**Extrait fourni:**
----
Il a conclu en soulignant que la croissance française avait comparativement mieux résisté au « trou d’air » que ses partenaires européens, grâce à la situation favorable du marché du travail.

M. Michel Didier, directeur de Rexecode, a évoqué les opportunités existant actuellement dans l’économie européenne mais il a insisté sur les dix-huit mois de ralentissement qu’elle traversait, le taux de croissance ayant chuté de 4 % au deuxième trimestre 1997 à 2 % au premier trimestre 1999, ce qui constitue une performance très modeste par rapport à la situation observée outre-atlantique. Parce que des freins ralentissent la croissance européenne, il convient de s’interroger sur son évolution future.

Il a posé la question d’une éventuelle fin du phénomène de « trou d’air » que connaît l’économie française depuis plusieurs mois, alors que les années 1997-1998 avaient été marquées par une situation internationale exceptionnelle, à l’origine d’une forte croissance des exportations. M. Michel Didier a indiqué que les données les plus récentes montraient effectivement la fin de la dégradation de la conjoncture, comme l’atteste la situation dans différents secteurs : la construction est située à son plus haut niveau depuis dix ans, même si un reflux est prévu en 2000 ; la fin de la dégradation dans l’industrie est probable, quoique les stocks demeurent élevés, que les effectifs régressent toujours et que les prix n’augmentent pas. Dans les services, la croissance est positive et fait l’objet d’anticipations favorables, malgré un taux modéré au premier trimestre 1999. Ces données ne semblent pourtant pas de nature à signaler une nouvelle accélération de la croissance : alors que la loi de finances initiale misait sur un taux de 2,7 %, les prévisions de Rexecode étaient de 2,1 à 2,3 %, chiffre qui se confirme.
----
**Informations fournies:**
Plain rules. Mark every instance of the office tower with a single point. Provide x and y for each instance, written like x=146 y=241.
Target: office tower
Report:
----
**Série d'exercices:**
• A. Dans l'extrait sur la conjoncture économique, quels secteurs M. Michel Didier passe-t-il en revue pour attester la fin de la dégradation de la conjoncture ? Donnez-les tous.
• B. Prolongez l'extrait sur la conjoncture économique après sa dernière phrase.
Ce matériel provient d'une autre source que l'extrait.

**Résultats des tâches:**
• A. La construction, l'industrie et les services.

• B.
Afin d’évaluer la tendance qui va succéder au « trou d’air », M. Michel Didier a analysé l’environnement économique actuel. Il a d’abord mis l’accent sur les risques relatifs aux pays émergents : si la croissance doit repartir, ce sera à un niveau inférieur à celui qui était atteint avant la crise asiatique, puisque celle-ci avait pour origine des flux de capitaux dont le retour ne peut être que progressif et parce que le prix des matières premières ne devrait pas connaître de fort rebond. Il s’est, de plus, inquiété de la tenue du yuan chinois et de la situation en Amérique latine, en particulier en Argentine et au Brésil.

Il s’est ensuite intéressé à l’exceptionnelle croissance américaine et à ses perspectives. Il a présenté deux possibilités : un ralentissement spontané jusqu’à 2 % de croissance, sans inflation, qui entraînerait une baisse des taux d’intérêt, ou la persistance d’une croissance haute qui provoquerait une hausse des taux d’intérêt, une chute de la valeur des titres, voire une récession. Le premier scénario apparaît à la fois plus probable et plus souhaitable, dans la mesure où il conduirait à une baisse des taux et du dollar.

Il a souligné le fait que la croissance des années 1997-1998 en Europe avait été impulsée par la demande mondiale et la diminution des taux d’intérêt, mais qu’elle ne lui semblait pas durable : il est préférable de parler d’un retour à une tendance longue de croissance qui se situe autour de 2 % par an.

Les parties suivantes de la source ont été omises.